» **REQUIRED TASK 1**: Copy word for word the passage of the piece on Scottish private schools that begins with the words "A few miles" and ends with "of Alex Salmond’s.".

» **EXCERPT TO READ**:
━━━━━━━━━━━━━━━━

A few miles from Strathallan, Glenalmond was the alma mater for the late Andrew Dewar Gibb, an eminent lawyer who was a founding father of the Scottish National Party, having discarded his unionist beliefs in favour of independence. Still a controversial figure today, Gibb’s denunciation of Irish Catholics in the 1930s would be totally taboo in today’s SNP or any other mainstream party.

By modern standards, the author James Robertson (also Old Glenalmond) offers a far more palatable point of reference for independence supporters. His brilliant novel And the Land Lay Still, which charts the rise of post-war Scottish nationalism, is a favourite of Alex Salmond’s.

It is difficult to say to what influence their parents’ choice of expensive education had on their political views. But it is not always helpful to categorise the private school product in terms of politics.

Incidentally, on Christmas Day, 1950, a certain Gavin Vernon was with Ian Hamilton and Alan Stuart in Westminster Abbey. They removed the Stone of Destiny and repatriated it to Scotland. Guess which school Vernon was at? That’s right: Strathallan. Obituaries of Vernon, who died in 2004, described him as “short, strong with a keen liking for beer”.

Perhaps Wishart would care to raise a glass to at least one Strathallian and say “hip, hip…hurrah/slainte mhath” to some of Scotland’s privately-educated independence supporters.

━━━━━━━━━━━━━━━━

» **REQUIRED TASK 2**: Quote the rows from the line containing "Where can you see the orange" through the line containing "point(199, 241)", both lines included.

(Named-object pointing rows)
━━━━━━━━━━━━━━━━

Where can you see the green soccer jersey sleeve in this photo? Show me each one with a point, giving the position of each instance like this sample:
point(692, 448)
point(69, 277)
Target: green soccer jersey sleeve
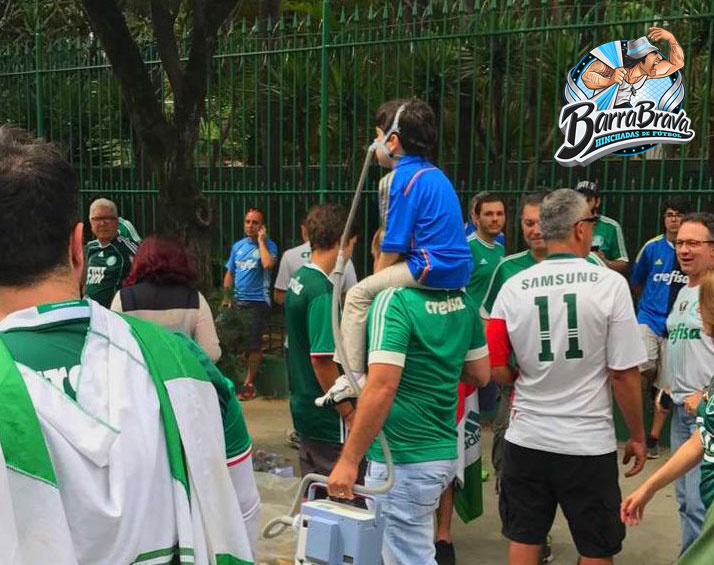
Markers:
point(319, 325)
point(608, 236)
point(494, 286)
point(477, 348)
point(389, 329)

━━━━━━━━━━━━━━━━

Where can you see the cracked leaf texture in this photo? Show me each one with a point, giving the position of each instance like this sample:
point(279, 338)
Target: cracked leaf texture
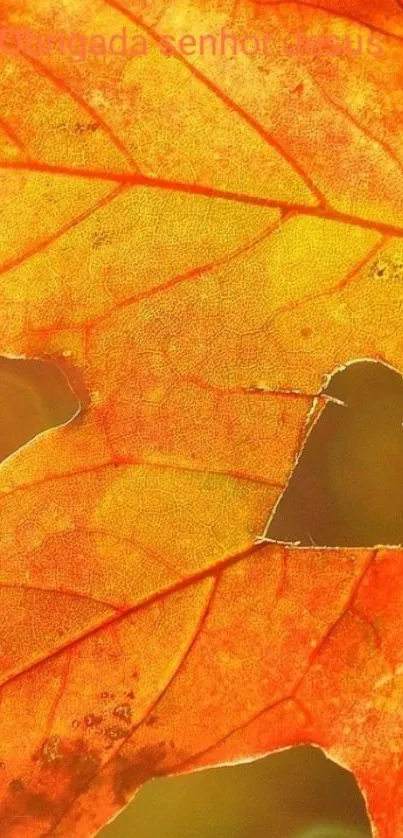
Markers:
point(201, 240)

━━━━━━━━━━━━━━━━

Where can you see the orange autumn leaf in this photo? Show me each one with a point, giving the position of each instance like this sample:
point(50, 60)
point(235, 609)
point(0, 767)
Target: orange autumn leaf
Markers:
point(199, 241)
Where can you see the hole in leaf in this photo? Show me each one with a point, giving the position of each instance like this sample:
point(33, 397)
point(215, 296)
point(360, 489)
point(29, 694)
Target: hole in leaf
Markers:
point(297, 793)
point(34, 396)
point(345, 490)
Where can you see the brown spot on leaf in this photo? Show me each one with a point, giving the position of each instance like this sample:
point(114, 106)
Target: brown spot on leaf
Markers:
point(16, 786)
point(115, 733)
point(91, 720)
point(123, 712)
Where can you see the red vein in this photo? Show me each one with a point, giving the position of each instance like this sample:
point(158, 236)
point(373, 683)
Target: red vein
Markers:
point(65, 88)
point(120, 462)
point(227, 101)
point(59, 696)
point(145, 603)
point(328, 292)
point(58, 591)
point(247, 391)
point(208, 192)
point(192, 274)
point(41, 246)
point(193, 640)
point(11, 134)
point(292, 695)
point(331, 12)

━━━━━━━━━━━━━━━━

» **RESULT 1**:
A few miles from Strathallan, Glenalmond was the alma mater for the late Andrew Dewar Gibb, an eminent lawyer who was a founding father of the Scottish National Party, having discarded his unionist beliefs in favour of independence. Still a controversial figure today, Gibb’s denunciation of Irish Catholics in the 1930s would be totally taboo in today’s SNP or any other mainstream party.

By modern standards, the author James Robertson (also Old Glenalmond) offers a far more palatable point of reference for independence supporters. His brilliant novel And the Land Lay Still, which charts the rise of post-war Scottish nationalism, is a favourite of Alex Salmond’s.

» **RESULT 2**:
Where can you see the orange autumn leaf in this photo? Show me each one with a point, giving the position of each instance like this sample:
point(50, 60)
point(235, 609)
point(0, 767)
Target: orange autumn leaf
Markers:
point(199, 241)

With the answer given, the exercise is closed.